# RECORDS SHOWN
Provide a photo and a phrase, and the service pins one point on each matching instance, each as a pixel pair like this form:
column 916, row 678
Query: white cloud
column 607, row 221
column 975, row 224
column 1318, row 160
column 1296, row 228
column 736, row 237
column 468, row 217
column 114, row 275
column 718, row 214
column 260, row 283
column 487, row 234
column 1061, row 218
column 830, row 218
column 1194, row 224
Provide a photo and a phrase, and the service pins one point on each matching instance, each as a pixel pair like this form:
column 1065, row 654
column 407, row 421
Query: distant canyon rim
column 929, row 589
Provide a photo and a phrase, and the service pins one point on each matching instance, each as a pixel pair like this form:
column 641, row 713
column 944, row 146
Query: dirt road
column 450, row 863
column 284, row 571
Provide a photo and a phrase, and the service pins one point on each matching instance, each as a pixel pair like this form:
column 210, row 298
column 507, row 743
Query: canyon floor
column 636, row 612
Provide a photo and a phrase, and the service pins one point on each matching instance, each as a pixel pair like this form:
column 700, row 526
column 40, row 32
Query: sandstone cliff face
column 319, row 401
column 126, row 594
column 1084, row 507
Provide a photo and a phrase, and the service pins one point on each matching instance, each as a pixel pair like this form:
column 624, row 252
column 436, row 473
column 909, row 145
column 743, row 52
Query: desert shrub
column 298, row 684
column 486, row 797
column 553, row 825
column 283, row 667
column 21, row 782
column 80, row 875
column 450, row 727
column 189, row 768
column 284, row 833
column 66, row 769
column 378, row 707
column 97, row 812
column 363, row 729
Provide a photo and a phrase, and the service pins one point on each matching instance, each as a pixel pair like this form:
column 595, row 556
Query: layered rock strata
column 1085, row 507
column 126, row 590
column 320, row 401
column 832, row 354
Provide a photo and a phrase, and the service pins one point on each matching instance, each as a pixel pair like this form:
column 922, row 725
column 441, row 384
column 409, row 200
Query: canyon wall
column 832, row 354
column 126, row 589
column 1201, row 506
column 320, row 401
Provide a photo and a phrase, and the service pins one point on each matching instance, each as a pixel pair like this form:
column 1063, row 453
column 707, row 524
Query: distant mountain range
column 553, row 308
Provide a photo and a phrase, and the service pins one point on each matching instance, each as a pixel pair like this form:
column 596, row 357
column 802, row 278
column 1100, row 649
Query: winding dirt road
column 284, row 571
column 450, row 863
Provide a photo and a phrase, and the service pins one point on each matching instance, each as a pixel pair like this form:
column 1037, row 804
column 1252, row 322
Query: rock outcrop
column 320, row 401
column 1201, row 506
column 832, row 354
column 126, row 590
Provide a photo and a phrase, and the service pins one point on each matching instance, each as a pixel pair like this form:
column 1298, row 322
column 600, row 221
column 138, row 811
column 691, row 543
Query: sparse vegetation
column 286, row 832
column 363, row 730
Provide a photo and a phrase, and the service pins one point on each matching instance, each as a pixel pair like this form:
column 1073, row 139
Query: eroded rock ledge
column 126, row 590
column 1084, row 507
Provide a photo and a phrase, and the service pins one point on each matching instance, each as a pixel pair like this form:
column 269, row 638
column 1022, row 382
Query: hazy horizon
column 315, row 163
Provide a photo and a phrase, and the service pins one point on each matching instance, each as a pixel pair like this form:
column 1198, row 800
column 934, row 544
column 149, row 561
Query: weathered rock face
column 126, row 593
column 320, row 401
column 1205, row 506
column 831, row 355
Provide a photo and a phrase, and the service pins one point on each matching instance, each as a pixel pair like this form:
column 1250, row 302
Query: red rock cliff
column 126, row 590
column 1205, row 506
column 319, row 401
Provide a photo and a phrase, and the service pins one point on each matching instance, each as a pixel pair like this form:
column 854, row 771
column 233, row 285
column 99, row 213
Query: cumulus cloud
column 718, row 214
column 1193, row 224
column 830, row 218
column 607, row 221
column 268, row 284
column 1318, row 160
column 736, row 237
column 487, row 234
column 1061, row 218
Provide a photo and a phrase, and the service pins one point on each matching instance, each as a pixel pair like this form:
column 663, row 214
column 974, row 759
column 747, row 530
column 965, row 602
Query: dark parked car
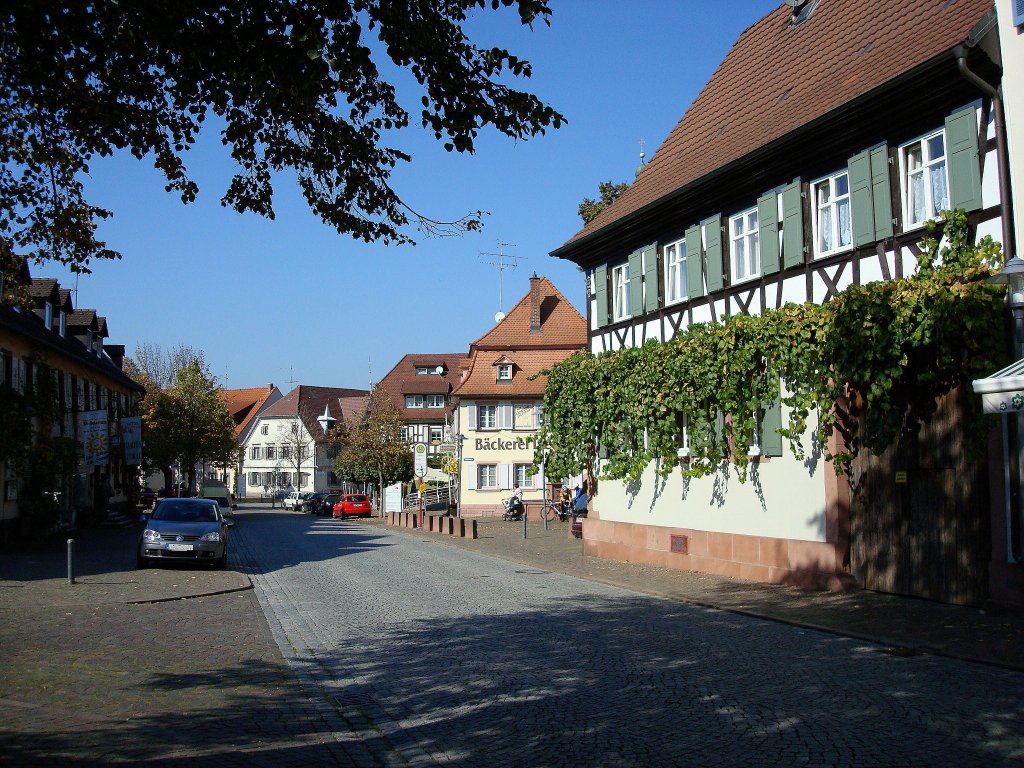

# WHAT THE EXERCISE ASKS
Rewrite all of the material above with each "Query" renamed to "Search phrase" and nothing else altered. Omit the pictures.

# COMPLETED EXERCISE
Provide a photo and a phrase, and the service pins one point on each matching instance, each as a pixel pair like this form:
column 916, row 678
Search phrase: white cloud
column 607, row 221
column 975, row 224
column 1318, row 160
column 1296, row 228
column 736, row 237
column 468, row 217
column 114, row 275
column 718, row 214
column 260, row 283
column 487, row 234
column 1061, row 218
column 830, row 218
column 1194, row 224
Provide a photo and a phrase, and the service pins one point on each matching instance, each as a pixel pair like this form:
column 1065, row 654
column 407, row 421
Search phrase: distant canyon rim
column 929, row 589
Provide a photo and a phrase, and the service pins one point on each matching instance, each as a pixel pair like this form:
column 641, row 713
column 944, row 146
Search phrase: dirt road
column 450, row 863
column 284, row 571
Provide a photo and a phrase, and the service pins one point on each matching instance, each as a pixel pair like this form:
column 210, row 298
column 507, row 743
Search phrase: canyon floor
column 636, row 612
Provide a photo and a phrase, and the service pins one point on each matching instance, each as a pixel pair like this form:
column 700, row 526
column 40, row 32
Search phrase: sandstone cliff face
column 319, row 401
column 126, row 594
column 1084, row 507
Provide a photo and a phrase, and the service pins one point on each matching instance, each as a pixel pair like this form:
column 624, row 252
column 436, row 473
column 909, row 145
column 743, row 52
Search phrase: desert shrub
column 298, row 684
column 486, row 797
column 553, row 825
column 283, row 667
column 21, row 782
column 80, row 875
column 450, row 727
column 189, row 768
column 284, row 833
column 66, row 769
column 378, row 707
column 97, row 812
column 363, row 729
Provide a photo and a phrase, and the service pins one point on each matching instance, each as a pixel pair like this form:
column 595, row 556
Search phrase: layered rock strata
column 1085, row 507
column 126, row 590
column 320, row 401
column 832, row 354
Provide a photo and a phrase, and the service pins one point on each matching instance, each as a pixel pair like this form:
column 922, row 725
column 441, row 384
column 409, row 200
Search phrase: canyon wall
column 832, row 354
column 126, row 589
column 1201, row 506
column 320, row 401
Provide a photo and a phrase, and the service pins one point on each matching instance, each as a pixel pair like this form:
column 1063, row 453
column 707, row 524
Search phrase: distant mountain range
column 553, row 308
Provide a photo and a phrase, and the service pins one point on each matching instance, each as a pixel pair like this form:
column 596, row 357
column 802, row 278
column 1100, row 649
Search phrase: winding dirt road
column 284, row 571
column 450, row 863
Provide a photo and a phrase, and the service pins one point on each matching instance, each as a pixel pair like this form:
column 1037, row 804
column 1252, row 322
Search phrase: rock outcrop
column 320, row 401
column 1201, row 506
column 832, row 354
column 126, row 590
Provide a photo and a phrase, and the service pins one point on each matching instance, each as a pixel pair like this form:
column 1298, row 322
column 600, row 221
column 138, row 811
column 691, row 543
Search phrase: sparse vegetation
column 286, row 832
column 363, row 730
Provide a photo and a phrase, and the service pins one point on each matching instance, each as a pixel pair like this form:
column 1073, row 139
Search phrase: eroded rock ledge
column 126, row 590
column 1084, row 507
Provide a photo and a phrase, and the service pins one point on each matching instance, each as a pixel pair like this form:
column 269, row 638
column 1022, row 382
Search phrase: hazy horizon
column 315, row 163
Provide a photo and a phrase, and the service pins one point on each matching instance, each as a pixel pair like this form:
column 1198, row 800
column 934, row 544
column 149, row 561
Search phrase: weathered rock face
column 126, row 593
column 320, row 401
column 1205, row 506
column 831, row 355
Provide a photo and a phrase, and the service pins one point on each matching instance, each as a pixel pair like this form:
column 1250, row 302
Search phrase: red rock cliff
column 126, row 590
column 1205, row 506
column 319, row 401
Provide a photo and a phrase, and the service pins one point on each matching instance, each as a pixel pair like this form:
column 854, row 771
column 233, row 285
column 99, row 213
Search phrase: cumulus cloud
column 718, row 214
column 1193, row 224
column 830, row 218
column 607, row 221
column 268, row 284
column 1318, row 160
column 736, row 237
column 487, row 234
column 1061, row 218
Provide a photo and a phrase, and the service pins one point on each matching instance, each as a pixel pair like this form:
column 663, row 214
column 974, row 759
column 747, row 530
column 965, row 602
Search phrase: dark parked car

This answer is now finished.